# [EXERCISE BRIEF]
Turn the items below into a two-column CSV with the headers "prompt" and "boxes", one row per item. Put each item's text in one quoted field and its answer in another, with line breaks replaced by spaces.

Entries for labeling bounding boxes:
========

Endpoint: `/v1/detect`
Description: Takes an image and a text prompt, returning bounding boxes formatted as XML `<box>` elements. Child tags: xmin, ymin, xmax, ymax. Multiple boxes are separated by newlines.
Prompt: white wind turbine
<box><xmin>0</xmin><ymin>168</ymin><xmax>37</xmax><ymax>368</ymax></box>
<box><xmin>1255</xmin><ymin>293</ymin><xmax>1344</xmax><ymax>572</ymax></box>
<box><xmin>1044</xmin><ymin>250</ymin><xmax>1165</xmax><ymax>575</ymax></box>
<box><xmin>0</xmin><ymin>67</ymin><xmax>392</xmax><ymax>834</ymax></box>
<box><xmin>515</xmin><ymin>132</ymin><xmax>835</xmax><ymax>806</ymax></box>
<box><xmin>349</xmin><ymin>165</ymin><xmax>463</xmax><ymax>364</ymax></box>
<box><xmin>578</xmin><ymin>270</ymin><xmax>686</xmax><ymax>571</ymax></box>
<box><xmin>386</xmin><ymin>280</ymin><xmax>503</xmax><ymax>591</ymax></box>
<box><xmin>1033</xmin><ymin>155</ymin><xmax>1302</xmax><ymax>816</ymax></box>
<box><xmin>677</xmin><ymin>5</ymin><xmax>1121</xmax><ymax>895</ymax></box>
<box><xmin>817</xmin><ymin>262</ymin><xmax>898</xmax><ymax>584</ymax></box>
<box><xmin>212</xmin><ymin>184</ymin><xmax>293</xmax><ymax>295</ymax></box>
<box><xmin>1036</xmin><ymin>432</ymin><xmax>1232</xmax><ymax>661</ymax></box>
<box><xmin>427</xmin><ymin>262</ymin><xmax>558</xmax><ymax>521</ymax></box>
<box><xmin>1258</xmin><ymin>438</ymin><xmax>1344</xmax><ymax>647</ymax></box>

========

# [EXERCISE OUTPUT]
prompt,boxes
"Endpoint: `/v1/detect` Description: Takes an image and a text prompt, returning bounding boxes formatted as XML `<box>` elements. Child tags: xmin, ymin, xmax, ymax. Multiple boxes are separated by newlines. Prompt: white wind turbine","<box><xmin>0</xmin><ymin>168</ymin><xmax>37</xmax><ymax>368</ymax></box> <box><xmin>1255</xmin><ymin>293</ymin><xmax>1344</xmax><ymax>572</ymax></box> <box><xmin>1044</xmin><ymin>250</ymin><xmax>1165</xmax><ymax>575</ymax></box> <box><xmin>0</xmin><ymin>67</ymin><xmax>392</xmax><ymax>834</ymax></box> <box><xmin>515</xmin><ymin>132</ymin><xmax>835</xmax><ymax>806</ymax></box> <box><xmin>349</xmin><ymin>165</ymin><xmax>463</xmax><ymax>364</ymax></box> <box><xmin>578</xmin><ymin>270</ymin><xmax>686</xmax><ymax>571</ymax></box> <box><xmin>386</xmin><ymin>280</ymin><xmax>503</xmax><ymax>591</ymax></box> <box><xmin>1033</xmin><ymin>155</ymin><xmax>1302</xmax><ymax>816</ymax></box> <box><xmin>677</xmin><ymin>5</ymin><xmax>1121</xmax><ymax>895</ymax></box> <box><xmin>817</xmin><ymin>262</ymin><xmax>898</xmax><ymax>584</ymax></box> <box><xmin>212</xmin><ymin>184</ymin><xmax>293</xmax><ymax>295</ymax></box> <box><xmin>1036</xmin><ymin>432</ymin><xmax>1232</xmax><ymax>661</ymax></box> <box><xmin>427</xmin><ymin>262</ymin><xmax>558</xmax><ymax>521</ymax></box> <box><xmin>1258</xmin><ymin>438</ymin><xmax>1344</xmax><ymax>647</ymax></box>"